EXCERPT
════════════════════

RC1: In this manuscript, the authors present a comprehensive study of water- and methanol-soluble chromophores and fluorophores in brown carbon (BrC) from aerosol samples collected year-round in Bangkok, using absorption and excitation-emission matrix (EEM) spectroscopies and numerical methods, including both parallel factor analysis (PMA) and positive matrix factorization (PMF). The selection and preparation of samples and the spectral and factor analyses are all well designed and carefully executed. The observations of chromophores and fluorophores together provide insights into the origin and fate of BrC in the atmosphere. For example, the PMA analysis of EEM observations indicates that atmospheric aging shifts the wavelengths of emission from fluorophores, as primary species react and secondary species form. The PMF analysis indicates that components most associated with absorption at 365 nm are largely emitted from biomass burning. These components are also characterized by long emission wavelengths, suggesting that the constituent molecules incorporate extended conjugated systems or charge-transfer interactions. With these and other impactful implications, the manuscript is suitable for publication in ACP. I have only technical and minor comments for the authors to consider.

AC1: We greatly appreciate the reviewer for recognizing the merits of this work and for providing valuable suggestions. These suggestions would help us improve the manuscript.

════════════════════

TASK LIST
**a)** Answer these questions about the review excerpt:
(i) In which city were the aerosol samples collected?
(ii) Absorption at what wavelength is tied to the components that the PMF analysis links largely to biomass burning emissions?
(iii) For publication in which journal does the reviewer find the manuscript suitable?
**b)** In the review excerpt, how does the part that opens with the words containing "AC1: We greatly" and closes with "improve the manuscript." read if you swap "valuable" for "helpful"? Give that part in full.
**c)** Can you supply the next part of the review excerpt on brown carbon in Bangkok aerosols, picking up right after its last sentence?
Nothing in the point placement lines is needed.

[Point placement records]
════════════════════

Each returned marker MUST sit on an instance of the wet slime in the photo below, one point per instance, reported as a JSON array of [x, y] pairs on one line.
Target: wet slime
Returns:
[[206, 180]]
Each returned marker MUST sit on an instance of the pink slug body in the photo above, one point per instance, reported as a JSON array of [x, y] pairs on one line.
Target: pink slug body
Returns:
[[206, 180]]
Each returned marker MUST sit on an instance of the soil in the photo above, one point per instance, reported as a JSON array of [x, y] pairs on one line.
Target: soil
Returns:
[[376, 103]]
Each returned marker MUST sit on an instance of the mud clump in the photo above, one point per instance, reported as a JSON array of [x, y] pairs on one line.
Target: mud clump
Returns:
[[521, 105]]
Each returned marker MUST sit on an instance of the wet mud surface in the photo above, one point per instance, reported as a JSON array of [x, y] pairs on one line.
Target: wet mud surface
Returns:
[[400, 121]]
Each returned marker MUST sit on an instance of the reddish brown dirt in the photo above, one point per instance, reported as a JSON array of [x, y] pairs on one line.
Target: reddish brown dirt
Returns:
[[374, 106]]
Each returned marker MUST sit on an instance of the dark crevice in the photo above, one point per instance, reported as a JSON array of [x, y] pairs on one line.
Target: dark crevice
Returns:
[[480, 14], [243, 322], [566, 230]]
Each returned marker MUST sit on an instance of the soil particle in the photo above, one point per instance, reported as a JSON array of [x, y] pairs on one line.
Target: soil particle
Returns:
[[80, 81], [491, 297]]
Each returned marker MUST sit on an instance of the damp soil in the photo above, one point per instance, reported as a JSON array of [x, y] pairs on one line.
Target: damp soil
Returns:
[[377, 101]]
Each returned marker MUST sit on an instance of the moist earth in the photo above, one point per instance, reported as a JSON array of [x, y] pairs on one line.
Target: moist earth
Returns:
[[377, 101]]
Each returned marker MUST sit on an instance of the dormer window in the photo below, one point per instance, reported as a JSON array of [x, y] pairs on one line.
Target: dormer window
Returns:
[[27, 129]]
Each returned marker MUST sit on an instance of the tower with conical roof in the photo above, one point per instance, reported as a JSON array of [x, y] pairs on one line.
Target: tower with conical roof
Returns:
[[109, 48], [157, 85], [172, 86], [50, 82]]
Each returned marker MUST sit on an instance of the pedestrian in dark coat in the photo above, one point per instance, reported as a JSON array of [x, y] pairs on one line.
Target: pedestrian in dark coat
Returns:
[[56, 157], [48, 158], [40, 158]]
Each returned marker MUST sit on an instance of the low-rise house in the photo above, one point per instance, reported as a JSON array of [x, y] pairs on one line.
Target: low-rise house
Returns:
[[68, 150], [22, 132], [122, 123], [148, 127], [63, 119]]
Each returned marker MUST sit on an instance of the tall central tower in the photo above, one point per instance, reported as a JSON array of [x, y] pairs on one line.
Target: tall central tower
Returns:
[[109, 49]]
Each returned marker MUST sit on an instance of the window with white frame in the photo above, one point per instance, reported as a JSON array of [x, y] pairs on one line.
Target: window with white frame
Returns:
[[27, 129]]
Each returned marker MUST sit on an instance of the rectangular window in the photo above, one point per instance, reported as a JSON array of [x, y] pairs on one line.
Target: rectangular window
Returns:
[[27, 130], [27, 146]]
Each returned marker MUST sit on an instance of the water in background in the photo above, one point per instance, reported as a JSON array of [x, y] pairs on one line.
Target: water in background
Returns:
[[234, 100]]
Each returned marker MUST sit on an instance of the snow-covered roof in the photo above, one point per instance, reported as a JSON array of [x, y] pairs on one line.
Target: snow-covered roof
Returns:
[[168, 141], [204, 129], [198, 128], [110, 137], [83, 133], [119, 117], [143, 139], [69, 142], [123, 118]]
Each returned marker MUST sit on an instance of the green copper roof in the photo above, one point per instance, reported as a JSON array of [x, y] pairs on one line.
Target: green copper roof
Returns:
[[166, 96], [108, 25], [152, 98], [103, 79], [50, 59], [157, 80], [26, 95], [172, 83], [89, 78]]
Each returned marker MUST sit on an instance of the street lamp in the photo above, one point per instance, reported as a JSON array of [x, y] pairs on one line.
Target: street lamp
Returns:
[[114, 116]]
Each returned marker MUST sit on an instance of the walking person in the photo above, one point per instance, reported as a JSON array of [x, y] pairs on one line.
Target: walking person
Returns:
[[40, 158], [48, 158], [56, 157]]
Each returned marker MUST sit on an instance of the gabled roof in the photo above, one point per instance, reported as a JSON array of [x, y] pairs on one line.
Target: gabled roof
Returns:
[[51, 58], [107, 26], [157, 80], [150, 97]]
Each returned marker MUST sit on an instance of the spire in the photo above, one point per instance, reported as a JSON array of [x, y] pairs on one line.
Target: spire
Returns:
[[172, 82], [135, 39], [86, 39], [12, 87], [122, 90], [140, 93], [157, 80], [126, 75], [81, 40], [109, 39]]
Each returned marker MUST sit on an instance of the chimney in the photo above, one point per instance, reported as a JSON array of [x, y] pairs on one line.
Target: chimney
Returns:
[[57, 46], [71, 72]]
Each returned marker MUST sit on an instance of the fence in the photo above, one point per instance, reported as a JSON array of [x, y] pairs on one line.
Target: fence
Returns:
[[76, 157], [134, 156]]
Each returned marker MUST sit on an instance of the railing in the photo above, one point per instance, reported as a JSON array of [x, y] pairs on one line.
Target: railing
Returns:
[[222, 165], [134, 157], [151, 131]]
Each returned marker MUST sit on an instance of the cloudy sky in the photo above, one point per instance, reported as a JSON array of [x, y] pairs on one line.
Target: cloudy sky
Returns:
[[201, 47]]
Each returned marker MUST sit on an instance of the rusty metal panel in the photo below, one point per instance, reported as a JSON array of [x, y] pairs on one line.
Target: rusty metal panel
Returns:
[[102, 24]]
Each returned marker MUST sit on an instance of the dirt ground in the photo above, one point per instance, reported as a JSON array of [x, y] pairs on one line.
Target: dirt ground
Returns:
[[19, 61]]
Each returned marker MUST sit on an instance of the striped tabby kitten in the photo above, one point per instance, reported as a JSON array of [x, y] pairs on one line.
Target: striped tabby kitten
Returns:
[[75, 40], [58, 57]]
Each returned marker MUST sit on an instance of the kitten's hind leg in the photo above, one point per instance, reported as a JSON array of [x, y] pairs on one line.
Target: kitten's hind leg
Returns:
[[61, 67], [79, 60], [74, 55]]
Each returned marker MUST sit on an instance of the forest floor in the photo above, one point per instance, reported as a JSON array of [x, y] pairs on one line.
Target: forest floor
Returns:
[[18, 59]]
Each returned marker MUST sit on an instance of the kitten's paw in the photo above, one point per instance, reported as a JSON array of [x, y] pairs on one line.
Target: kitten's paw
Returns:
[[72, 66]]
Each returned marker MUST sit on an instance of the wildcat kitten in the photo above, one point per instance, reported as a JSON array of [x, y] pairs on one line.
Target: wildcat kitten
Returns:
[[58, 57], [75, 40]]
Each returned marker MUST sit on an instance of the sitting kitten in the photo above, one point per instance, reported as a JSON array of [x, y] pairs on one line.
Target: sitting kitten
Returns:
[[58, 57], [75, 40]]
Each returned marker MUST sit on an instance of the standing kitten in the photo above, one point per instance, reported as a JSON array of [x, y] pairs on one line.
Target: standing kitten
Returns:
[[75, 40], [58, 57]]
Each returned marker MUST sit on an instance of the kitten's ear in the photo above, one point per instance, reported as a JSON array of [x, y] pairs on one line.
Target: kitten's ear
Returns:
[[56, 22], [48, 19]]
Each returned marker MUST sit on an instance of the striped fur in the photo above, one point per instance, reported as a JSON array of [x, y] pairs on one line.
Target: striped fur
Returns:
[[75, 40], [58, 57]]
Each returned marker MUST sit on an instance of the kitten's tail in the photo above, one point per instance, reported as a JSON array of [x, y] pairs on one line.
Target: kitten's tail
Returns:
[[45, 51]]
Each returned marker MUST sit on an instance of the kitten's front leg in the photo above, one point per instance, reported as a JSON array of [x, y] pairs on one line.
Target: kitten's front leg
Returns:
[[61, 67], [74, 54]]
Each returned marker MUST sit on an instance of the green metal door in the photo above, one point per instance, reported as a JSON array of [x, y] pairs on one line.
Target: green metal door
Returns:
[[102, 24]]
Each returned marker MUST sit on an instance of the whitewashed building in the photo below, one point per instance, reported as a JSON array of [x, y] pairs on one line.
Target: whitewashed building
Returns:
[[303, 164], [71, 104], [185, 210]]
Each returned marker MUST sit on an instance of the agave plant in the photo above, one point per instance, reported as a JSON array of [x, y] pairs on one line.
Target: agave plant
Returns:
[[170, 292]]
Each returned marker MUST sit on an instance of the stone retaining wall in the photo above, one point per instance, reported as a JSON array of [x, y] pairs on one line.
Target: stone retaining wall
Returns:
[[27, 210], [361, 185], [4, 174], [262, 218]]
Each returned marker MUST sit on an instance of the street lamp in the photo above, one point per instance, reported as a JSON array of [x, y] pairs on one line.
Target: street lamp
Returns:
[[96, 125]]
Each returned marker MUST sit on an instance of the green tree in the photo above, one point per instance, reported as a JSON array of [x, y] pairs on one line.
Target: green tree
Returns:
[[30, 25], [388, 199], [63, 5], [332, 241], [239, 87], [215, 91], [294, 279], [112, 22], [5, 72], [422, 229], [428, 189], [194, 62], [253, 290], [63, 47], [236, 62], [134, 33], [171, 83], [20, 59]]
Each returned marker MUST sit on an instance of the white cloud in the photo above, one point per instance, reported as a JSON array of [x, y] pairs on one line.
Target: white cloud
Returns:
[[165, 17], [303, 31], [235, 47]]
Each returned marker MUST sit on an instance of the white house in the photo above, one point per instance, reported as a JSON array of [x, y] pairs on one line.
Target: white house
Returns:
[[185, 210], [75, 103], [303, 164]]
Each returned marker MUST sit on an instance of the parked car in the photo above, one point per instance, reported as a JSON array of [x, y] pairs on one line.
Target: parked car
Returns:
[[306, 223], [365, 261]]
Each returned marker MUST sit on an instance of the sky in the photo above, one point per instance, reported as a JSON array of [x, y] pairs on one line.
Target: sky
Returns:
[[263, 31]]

════════════════════

RESPONSES
**a)**
(i) Bangkok
(ii) 365 nm
(iii) ACP

**b)**
AC1: We greatly appreciate the reviewer for recognizing the merits of this work and for providing helpful suggestions. These suggestions would help us improve the manuscript.

**c)**
RC2: Line 31 - Please reword "these inferences exhibited a refutation".

AC2: Thanks for your suggestions, we have revised it as follows: which exhibited a different characteristic from primary biomass burning and coal combustion results. Please see line 31-32 in the revised manuscript.

RC3: Line 80 - Here and throughout the use of chromophore versus fluorophore is sometimes ambiguous. I would argue the claim in this sentence is not true, since many previous studies have explored the relationship between chromophores (i.e., the species that give a material its color) and BrC. If chromophores were to be replaced with fluorophores, or "fluorescent chromophores" as in line 94, the claim is not so problematic.

AC3: Thanks for your suggestions. We did confuse “fluorophore” and “chromophore”. In the previous studies, for example, Lin et al. (2016, 2017, 2018) have investigated the relationship between chromophores and BrC using the combination of high-performance liquid chromatography (HPLC), photodiode array (PDA) spectrophotometry, and high-resolution mass spectrometry (HRMS). They identified BrC chromophores like polycyclic aromatic hydrocarbons (PAHs), heterocyclic O-PAHs and N-PAHs, nitro-phenols, et. The compounds can regard as chromophores. However, not all chromophores were fluorophores. In the study of Chen et al. (2019), they separately measured the light absorption and fluorescence properties of several nitrophenol standards, and the results showed strong light absorption properties, but no strong fluorescence signal was observed. Thus, we have replaced chromophores with “fluorescent chromophores” throughout the revised manuscript.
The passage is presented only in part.